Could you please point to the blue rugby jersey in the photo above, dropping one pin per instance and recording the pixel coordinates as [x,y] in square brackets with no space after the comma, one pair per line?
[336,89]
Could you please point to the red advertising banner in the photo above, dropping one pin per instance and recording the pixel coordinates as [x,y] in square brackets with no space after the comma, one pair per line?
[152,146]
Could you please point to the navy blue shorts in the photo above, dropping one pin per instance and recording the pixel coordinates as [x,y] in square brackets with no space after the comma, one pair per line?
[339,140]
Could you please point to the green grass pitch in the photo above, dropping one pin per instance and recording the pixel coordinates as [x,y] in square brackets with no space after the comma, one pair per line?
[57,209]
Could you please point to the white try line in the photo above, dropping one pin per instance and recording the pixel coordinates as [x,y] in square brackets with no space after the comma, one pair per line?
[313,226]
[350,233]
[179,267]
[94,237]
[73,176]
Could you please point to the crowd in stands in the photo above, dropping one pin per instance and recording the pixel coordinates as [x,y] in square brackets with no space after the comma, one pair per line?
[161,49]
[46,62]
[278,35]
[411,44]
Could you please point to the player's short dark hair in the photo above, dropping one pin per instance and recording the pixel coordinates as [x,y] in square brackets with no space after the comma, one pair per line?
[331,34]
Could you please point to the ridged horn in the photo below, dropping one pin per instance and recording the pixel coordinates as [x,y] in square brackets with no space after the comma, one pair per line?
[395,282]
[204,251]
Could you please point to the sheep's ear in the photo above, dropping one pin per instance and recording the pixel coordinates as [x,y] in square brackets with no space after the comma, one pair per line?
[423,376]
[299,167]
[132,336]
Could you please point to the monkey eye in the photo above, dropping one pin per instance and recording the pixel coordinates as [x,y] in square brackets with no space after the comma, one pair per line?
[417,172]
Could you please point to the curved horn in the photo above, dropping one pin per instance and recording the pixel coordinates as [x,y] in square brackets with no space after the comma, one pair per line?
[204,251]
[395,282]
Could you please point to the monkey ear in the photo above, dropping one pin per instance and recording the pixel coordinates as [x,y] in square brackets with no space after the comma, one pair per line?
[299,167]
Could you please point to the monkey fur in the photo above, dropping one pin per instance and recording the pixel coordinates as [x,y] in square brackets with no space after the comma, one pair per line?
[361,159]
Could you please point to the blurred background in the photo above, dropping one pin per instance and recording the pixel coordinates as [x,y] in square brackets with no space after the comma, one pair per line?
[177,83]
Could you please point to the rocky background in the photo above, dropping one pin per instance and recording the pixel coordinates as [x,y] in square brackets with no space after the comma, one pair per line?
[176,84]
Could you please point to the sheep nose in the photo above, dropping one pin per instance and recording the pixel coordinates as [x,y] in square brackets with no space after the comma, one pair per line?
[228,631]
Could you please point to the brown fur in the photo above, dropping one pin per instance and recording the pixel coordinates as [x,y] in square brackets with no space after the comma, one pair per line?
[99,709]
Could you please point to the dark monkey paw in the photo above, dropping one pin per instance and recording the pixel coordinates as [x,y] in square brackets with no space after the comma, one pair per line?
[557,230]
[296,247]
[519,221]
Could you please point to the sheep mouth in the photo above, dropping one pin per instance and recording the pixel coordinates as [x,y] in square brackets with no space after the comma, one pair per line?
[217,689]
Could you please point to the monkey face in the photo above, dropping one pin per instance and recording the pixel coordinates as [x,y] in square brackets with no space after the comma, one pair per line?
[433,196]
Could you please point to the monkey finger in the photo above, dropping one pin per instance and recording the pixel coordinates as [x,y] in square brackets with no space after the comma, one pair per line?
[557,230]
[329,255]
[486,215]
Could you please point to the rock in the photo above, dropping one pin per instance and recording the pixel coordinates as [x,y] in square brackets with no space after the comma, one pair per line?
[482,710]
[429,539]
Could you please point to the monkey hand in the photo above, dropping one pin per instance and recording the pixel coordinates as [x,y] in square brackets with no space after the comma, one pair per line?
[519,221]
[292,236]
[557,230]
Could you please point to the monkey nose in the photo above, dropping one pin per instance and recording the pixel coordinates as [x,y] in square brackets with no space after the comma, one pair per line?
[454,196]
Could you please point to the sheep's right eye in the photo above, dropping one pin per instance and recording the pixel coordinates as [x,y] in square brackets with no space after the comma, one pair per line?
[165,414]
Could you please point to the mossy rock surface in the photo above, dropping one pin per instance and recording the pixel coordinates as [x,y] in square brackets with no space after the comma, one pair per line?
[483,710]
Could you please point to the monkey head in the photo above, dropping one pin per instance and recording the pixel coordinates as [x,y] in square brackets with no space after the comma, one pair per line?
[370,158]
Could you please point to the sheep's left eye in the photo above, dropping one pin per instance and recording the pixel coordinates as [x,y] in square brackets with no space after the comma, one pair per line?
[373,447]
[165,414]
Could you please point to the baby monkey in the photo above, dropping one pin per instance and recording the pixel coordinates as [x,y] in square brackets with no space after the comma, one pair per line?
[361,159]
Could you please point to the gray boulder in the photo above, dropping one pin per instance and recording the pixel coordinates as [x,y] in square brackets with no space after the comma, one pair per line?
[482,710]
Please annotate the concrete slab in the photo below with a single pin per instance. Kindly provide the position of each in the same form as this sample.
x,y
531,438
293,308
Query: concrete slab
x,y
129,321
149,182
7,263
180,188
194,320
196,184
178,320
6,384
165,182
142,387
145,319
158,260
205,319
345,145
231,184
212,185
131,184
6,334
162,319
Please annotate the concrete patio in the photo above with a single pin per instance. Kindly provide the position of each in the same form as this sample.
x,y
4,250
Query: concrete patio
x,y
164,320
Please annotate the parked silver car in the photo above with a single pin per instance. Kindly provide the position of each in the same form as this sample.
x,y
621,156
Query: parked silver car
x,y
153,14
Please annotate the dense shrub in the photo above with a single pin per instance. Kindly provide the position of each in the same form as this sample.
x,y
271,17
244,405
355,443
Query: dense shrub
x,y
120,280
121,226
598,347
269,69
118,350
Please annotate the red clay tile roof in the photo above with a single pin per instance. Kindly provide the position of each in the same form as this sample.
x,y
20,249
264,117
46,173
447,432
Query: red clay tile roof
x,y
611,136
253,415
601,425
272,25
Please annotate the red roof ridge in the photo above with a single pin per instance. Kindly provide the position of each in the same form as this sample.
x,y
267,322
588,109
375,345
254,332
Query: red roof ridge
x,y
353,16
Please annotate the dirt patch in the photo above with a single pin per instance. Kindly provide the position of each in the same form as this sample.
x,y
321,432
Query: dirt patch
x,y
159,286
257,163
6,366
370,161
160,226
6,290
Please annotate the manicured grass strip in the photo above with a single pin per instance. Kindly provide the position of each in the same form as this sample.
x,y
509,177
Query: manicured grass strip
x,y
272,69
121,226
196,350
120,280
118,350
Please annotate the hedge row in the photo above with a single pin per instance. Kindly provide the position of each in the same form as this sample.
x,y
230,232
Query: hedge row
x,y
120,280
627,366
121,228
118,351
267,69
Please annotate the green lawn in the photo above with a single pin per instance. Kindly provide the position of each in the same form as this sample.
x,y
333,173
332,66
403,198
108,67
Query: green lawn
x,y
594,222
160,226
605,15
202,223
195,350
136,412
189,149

#### [REQUIREMENT]
Nothing in the data may differ; print all of it exactly as written.

#### [ANSWER SECTION]
Could you please point to the blue rugby jersey in the photo above, dropping one pin per instance and recording the pixel coordinates as [x,y] in square brackets with no space after the comma, one pair per line?
[336,89]
Could you please point to the red advertising banner in the photo above, dropping one pin per instance and recording the pixel coordinates as [x,y] in square brackets with no space after the comma, one pair per line?
[152,146]
Could you please point to the navy blue shorts in the photo above, dropping one pin per instance and recording the pixel coordinates as [x,y] in square brackets with no space after the comma, one pair per line?
[339,140]
Could you please point to the green grass pitch in the photo above, dropping one pin per instance and recording the pixel coordinates as [x,y] in square brackets with no space after the comma, one pair per line?
[57,209]
Could you please point to the white try line in the photo above, dropping one pin per instance and recording the pixel coordinates as [x,y] in square brackets with no space after the comma, one pair per line?
[313,226]
[350,233]
[179,267]
[94,237]
[73,176]
Could you please point to the crowd in stands in the photo above, dropping one pin per instance and recording the pixel coordinates as [x,y] in square brackets with no space after the comma, one pair per line?
[161,49]
[46,62]
[278,35]
[411,44]
Could you please point to the player's short dark hair in the photo above, dropping one pin per instance and recording the pixel coordinates as [x,y] in square brackets with no space after the comma, one pair per line?
[331,34]
Could you please point to the ridged horn in the photo below, dropping one pin per instance and recording the pixel coordinates as [x,y] in square brackets with no space after the comma, one pair per line?
[395,282]
[204,251]
Could you please point to the sheep's ear in the photo above, dropping one pin per instance and recording the pixel coordinates as [x,y] in square brackets with no space after the comma, one pair per line?
[423,376]
[299,167]
[132,336]
Could you please point to the monkey eye in the photo above, dropping one pin per instance and recording the pixel coordinates as [x,y] in square brackets with no space after the comma, one pair per line?
[417,172]
Could you please point to the curved horn in the photo above, dropping one pin per instance and recording the pixel coordinates as [x,y] in square brackets with no space after the comma, one pair per line?
[204,251]
[395,282]
Could you please point to the monkey ear in the photo above, dropping one pin per instance and recording the pixel coordinates as [x,y] in square brackets with no space after the comma, one pair per line?
[299,167]
Could you please point to the monkey fur in the photo above, dropping one pin per instance and recording the pixel coordinates as [x,y] in square brackets with no space after the comma, one pair per line?
[361,159]
Could you please point to the blurred background in the photo above, dropping one pin per instance and recording the pixel coordinates as [x,y] in square brackets with no space after the comma, one pair per line?
[177,83]
Could you please point to the rocky background in the photo above, dropping one pin per instance and recording the pixel coordinates as [x,y] in square brackets with no space after the comma, one pair per line?
[176,84]
Could you please point to the sheep nose in the photo above, dropping one pin per instance and recording the pixel coordinates as [x,y] in square brackets with no space after the comma, one pair per line?
[228,631]
Could you please point to the brown fur in the photo above, dropping one pin per instance and recording the pixel coordinates as [x,y] in square brackets with no space after the comma, one pair per line?
[99,709]
Could you please point to the dark monkey paw in the photo above, dropping one pin per instance and recording the pixel coordinates as [x,y] in square brackets with no space after the comma, one pair per line?
[557,230]
[296,247]
[519,221]
Could you please point to the sheep mouth in the photo above, dropping one pin per instance and recording the pixel coordinates as [x,y] in square brackets with no space after the comma, one pair per line?
[217,689]
Could you please point to the monkey face in the photo above, dropping one pin per instance and recording the pixel coordinates as [x,y] in square brackets with no space after the comma, one pair per line?
[433,196]
Could you please point to the monkey finger in the photo above, dropping one pin per instance and recording the pixel coordinates as [x,y] in square brackets with no space after the comma, one pair per line?
[557,230]
[329,255]
[486,215]
Could you please point to the rock in the photo above, dropping one pin per instance and recording the pixel coordinates as [x,y] in square brackets with no space after the comma, one pair per line?
[482,710]
[429,539]
Could you please point to the monkey hand in the photo above, dropping one pin per instance and recording the pixel coordinates as [x,y] in square brackets with no space after the comma, one pair per line?
[519,221]
[292,236]
[557,230]
Could you please point to the monkey nose in the photo above, dropping one pin per instance and recording the pixel coordinates as [x,y] in square brackets with no space after the comma, one pair per line?
[454,196]
Could you please point to the sheep's right eye in the photo above, dropping one pin per instance and recording the pixel coordinates as [x,y] in square brackets with no space after the comma, one pair per line?
[165,414]
Could you please point to the mossy rock surface in the photo above, dropping one pin per instance and recording the pixel coordinates as [x,y] in square brackets with no space after the comma, one pair per line?
[483,710]
Could you please point to the monkey head in the photo above, dropping one pin per instance and recording the pixel coordinates as [x,y] in square brackets with no space after the comma, one pair per line?
[370,158]
Could you please point to the sheep's left eye in the photo above, dropping one pin per instance and recording the pixel coordinates as [x,y] in square brackets with no space after the comma, one pair per line?
[373,447]
[165,414]
Could you please point to the baby monkey in the photo above, dropping one pin per instance and recording the pixel coordinates as [x,y] in square brackets with no space after the comma, one pair per line?
[361,159]
Could you please point to the gray boulder in the photo above, dropping one pin per instance and recording the pixel coordinates as [x,y] in square brackets with no space after the comma, one pair per line?
[482,710]
Please annotate the concrete slab in the photo below with a single pin per instance. Kindly provide the position of each in the same form as this sample.
x,y
531,438
293,308
Query: concrete slab
x,y
129,321
149,182
7,263
180,188
194,320
196,184
178,320
6,384
165,182
142,387
145,319
158,260
205,319
345,145
231,184
212,185
131,184
6,334
162,319
Please annotate the concrete patio in the photo above with a single pin per instance. Kindly provide the position of each in the same form as this sample.
x,y
4,250
Query: concrete patio
x,y
164,320
Please annotate the parked silver car in the photo above with a single pin per instance. Kindly provide the position of each in the same form as this sample.
x,y
621,156
Query: parked silver car
x,y
153,14
Please annotate the dense shrub in the photo above with a single pin per instance. Kindly provide the position of each in the same form as this sample.
x,y
271,17
244,405
355,443
Query: dense shrub
x,y
120,280
121,226
598,347
269,69
118,350
Please annotate the red clay tile roof in the photo above with a single pin per instance. Kindly provide the position of each in the same form as this sample.
x,y
20,249
264,117
46,173
447,432
Query: red clay tile roof
x,y
611,136
253,415
601,425
272,25
Please annotate the red roof ridge in the photo above with a single pin per instance. Kindly provide the position of each in the same form as this sample.
x,y
267,322
588,109
375,345
254,332
Query: red roof ridge
x,y
353,16
Please annotate the dirt patch in the photo above with a single pin per instance. Kindly provide the position of each in the same form as this sample.
x,y
321,432
Query: dirt patch
x,y
159,286
257,163
6,366
370,161
160,226
6,290
Please annotate the manicured grass strip in the photo above with a single pin per instance. Kindly provide the position of each in the same form as this sample.
x,y
509,177
Query: manicured grass strip
x,y
272,69
121,226
196,350
120,280
118,350
Please annotate the hedge row in the photo above with a single pin per instance. Kindly provide the position of each in the same form as this sample.
x,y
230,232
Query: hedge row
x,y
120,280
627,366
121,228
118,351
267,69
Please annotate the green lawn in the photo above with a single pin per instance. Kindly provide the position of each in the same form as this sample.
x,y
333,173
332,66
403,198
108,67
Query: green lawn
x,y
594,222
160,226
605,15
202,223
195,350
136,412
189,149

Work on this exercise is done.